▸ **Extract to read**
• • •

He also maintained a close relationship with the Director of the Imperial Post Office, Heinrich von Stephan. Through this connection, he was able to obtain orders for new telegraph and telephone offices in Leipzig, Hanover and Stettin. In 1896, he set up a booth in a pavilion at the Great Industrial Exposition of Berlin, to introduce visitors to the potentials of telephony. Three years later, he converted DeTeWe into a "Gesellschaft mit beschränkter Haftung" (GmbH, roughly the equivalent of an LLC); becoming a member of the supervisory board. By 1900, he had left the company, retiring to his private estate, "Gut Sophienwalde" (named after his wife), in Kolberg.

He was however, not the sort of person to remain idle. It became obvious to him that the steam plows used by the local farmers were cumbersome and inefficient. So, in 1905, together with one of his former engineers, he devised a motor plow, with three plowshares. He was awarded a patent for it in 1909. By 1911 his new company, "Stock Motorpflug GmbH", was producing two plows a day. The company was in business, under various names and ownerships, until the factory was destroyed in 1943, during World War II.

He died unexpectedly, aged only fifty-four, from a heart condition. His grave features the statue of a blacksmith, created by the sculptor, Gerhard Janensch. Streets have been named after him in Hagenow, Schwerin and Ahrensfelde. A gymnasium in Hagenow was dedicated to him in 1999.

• • •

▸ **Dataset rows showing where objects appear**
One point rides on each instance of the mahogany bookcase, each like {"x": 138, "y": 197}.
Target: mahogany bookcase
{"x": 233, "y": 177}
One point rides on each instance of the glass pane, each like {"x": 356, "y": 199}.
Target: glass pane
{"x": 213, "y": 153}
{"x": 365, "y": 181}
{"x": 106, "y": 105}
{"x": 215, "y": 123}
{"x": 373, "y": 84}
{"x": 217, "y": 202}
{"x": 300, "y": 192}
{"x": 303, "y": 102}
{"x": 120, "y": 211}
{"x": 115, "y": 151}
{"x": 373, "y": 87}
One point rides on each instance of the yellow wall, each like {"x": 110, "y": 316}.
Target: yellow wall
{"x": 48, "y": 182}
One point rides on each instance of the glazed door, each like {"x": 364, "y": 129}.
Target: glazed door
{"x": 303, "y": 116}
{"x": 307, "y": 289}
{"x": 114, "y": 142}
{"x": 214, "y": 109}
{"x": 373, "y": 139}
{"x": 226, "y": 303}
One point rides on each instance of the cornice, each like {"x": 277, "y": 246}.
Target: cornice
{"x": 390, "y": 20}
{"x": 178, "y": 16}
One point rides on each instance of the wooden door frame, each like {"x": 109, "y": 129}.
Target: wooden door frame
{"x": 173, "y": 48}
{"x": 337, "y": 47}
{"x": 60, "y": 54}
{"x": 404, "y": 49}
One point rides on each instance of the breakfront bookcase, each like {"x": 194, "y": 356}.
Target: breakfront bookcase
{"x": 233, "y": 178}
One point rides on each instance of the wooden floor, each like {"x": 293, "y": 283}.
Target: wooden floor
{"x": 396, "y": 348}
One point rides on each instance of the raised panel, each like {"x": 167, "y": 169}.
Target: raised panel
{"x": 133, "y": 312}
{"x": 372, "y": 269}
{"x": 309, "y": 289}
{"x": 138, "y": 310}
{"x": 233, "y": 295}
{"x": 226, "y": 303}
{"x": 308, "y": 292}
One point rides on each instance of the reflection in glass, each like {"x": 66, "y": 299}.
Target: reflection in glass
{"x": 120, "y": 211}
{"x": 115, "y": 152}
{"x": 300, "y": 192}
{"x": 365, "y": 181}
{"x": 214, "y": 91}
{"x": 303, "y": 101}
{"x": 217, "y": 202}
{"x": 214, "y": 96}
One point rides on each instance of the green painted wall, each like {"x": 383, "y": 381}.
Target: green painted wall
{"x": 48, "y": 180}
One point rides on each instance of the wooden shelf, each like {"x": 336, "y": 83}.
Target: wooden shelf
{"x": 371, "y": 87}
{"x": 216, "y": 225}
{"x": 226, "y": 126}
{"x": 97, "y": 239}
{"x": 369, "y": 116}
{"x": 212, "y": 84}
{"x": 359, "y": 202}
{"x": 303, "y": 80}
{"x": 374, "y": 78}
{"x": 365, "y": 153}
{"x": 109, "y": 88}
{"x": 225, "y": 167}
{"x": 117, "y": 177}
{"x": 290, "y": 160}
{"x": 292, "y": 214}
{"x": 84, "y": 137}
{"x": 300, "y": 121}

• • •

▸ **Task list**
a - Answer these questions from the biography:
(i) In which three cities did he obtain orders for new telegraph and telephone offices?
(ii) How many plowshares did his motor plow have?
(iii) Which sculptor created the blacksmith statue on his grave?
b - Render this sentence from the biography in Spanish: "By 1911 his new company, "Stock Motorpflug GmbH", was producing two plows a day."
c - Duplicate a passage from the biography, beginning at the words "He died unexpectedly, aged" and stopping after "him in 1999.".
Rely on the biography alone.

▸ **Results for the exercise**
a -
(i) Leipzig, Hanover and Stettin
(ii) Three
(iii) Gerhard Janensch

b - Para 1911, su nueva empresa, «Stock Motorpflug GmbH», producía dos arados al día.

c -
He died unexpectedly, aged only fifty-four, from a heart condition. His grave features the statue of a blacksmith, created by the sculptor, Gerhard Janensch. Streets have been named after him in Hagenow, Schwerin and Ahrensfelde. A gymnasium in Hagenow was dedicated to him in 1999.